◆ What the task asks ◆
Everything from the line containing "Scouting pass: put a marker on the white ceiling, one" through the final line of the material is to be restated word for word, and only that.

Start of Source data

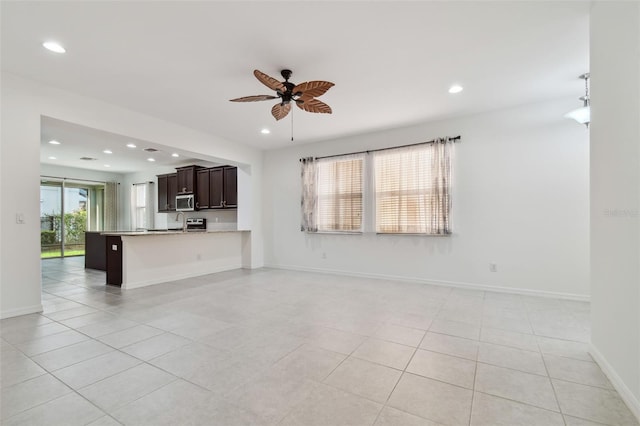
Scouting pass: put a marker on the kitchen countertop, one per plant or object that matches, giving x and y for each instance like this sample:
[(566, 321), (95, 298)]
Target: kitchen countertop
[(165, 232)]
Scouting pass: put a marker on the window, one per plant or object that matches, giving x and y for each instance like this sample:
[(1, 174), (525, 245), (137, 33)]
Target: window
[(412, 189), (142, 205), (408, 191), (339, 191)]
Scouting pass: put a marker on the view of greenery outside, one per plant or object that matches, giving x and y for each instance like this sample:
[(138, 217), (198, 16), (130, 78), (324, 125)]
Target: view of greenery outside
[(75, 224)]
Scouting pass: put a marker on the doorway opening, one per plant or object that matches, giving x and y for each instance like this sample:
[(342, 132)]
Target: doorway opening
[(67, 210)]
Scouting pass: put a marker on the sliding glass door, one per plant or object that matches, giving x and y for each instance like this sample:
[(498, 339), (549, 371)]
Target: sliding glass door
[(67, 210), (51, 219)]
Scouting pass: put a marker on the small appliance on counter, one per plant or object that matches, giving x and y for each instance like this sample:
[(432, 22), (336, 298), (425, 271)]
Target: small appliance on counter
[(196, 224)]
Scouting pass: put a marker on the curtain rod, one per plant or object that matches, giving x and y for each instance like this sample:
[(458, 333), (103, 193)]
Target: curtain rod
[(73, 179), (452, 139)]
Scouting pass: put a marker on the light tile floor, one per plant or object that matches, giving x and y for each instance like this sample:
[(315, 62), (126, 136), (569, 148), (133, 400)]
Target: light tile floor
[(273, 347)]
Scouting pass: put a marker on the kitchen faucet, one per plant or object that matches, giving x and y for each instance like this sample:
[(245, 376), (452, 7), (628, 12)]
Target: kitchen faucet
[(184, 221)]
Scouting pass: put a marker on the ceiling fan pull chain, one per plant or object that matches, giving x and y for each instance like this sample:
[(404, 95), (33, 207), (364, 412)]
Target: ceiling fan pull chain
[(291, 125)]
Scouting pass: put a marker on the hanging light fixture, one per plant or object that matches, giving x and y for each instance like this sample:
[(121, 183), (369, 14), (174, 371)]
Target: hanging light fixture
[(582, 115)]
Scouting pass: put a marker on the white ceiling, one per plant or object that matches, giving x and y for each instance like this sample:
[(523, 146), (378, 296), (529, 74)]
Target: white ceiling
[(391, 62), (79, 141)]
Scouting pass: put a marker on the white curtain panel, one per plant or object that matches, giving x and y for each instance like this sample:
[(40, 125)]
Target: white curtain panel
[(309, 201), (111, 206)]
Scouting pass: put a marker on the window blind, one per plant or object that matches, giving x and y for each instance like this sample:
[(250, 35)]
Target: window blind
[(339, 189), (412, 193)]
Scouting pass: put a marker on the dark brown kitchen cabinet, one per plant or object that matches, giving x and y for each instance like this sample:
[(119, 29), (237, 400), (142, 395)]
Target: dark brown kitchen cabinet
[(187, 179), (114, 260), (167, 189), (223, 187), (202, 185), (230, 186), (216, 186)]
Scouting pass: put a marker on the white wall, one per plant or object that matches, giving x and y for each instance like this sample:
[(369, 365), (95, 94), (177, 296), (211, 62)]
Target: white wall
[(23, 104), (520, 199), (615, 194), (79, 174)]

End of Source data

◆ Answer space ◆
Scouting pass: put a marker on the white ceiling, one per plant or object that matches, giving x and y for each instance like this sample:
[(523, 146), (378, 296), (529, 74)]
Target: white ceiling
[(391, 62), (79, 141)]
Scouting pass: put a marker on the white curtain panel, one per plant or object that matches, giving x and y for each instance like this sample:
[(40, 125)]
Target: white curtain panel
[(309, 201), (111, 206)]
Scouting pass: put a marker on the window blind, one per plant or object that matches, giving x and y for each instance like this sample:
[(250, 35)]
Target: window blind
[(339, 189), (412, 193)]
Scouting pass: put a marker on the dark brown kitchen cabinet, one per plant or object that matches, giving x and y for each instance like this sample:
[(119, 29), (237, 400), (142, 395)]
Target: dark brown kitchen cabinet
[(187, 179), (114, 260), (167, 189), (223, 187), (202, 185), (230, 186), (216, 186)]
Scouting pass: put a marker on the white wall, one per plant or object that matches, giving x and y for each instance like this sample:
[(369, 365), (95, 94), (177, 296), (211, 62)]
Target: white wall
[(23, 104), (520, 199), (615, 194), (79, 174)]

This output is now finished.